**Your task**.
Retype exactly the stretch of lines that begins at the line containing "# annotate each" and ends at the last line of the data, with no other lines.

**Task material**.
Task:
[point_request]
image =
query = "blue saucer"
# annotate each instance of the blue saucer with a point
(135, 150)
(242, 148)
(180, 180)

**Solution for this exercise**.
# annotate each instance of the blue saucer with a point
(135, 150)
(242, 148)
(180, 180)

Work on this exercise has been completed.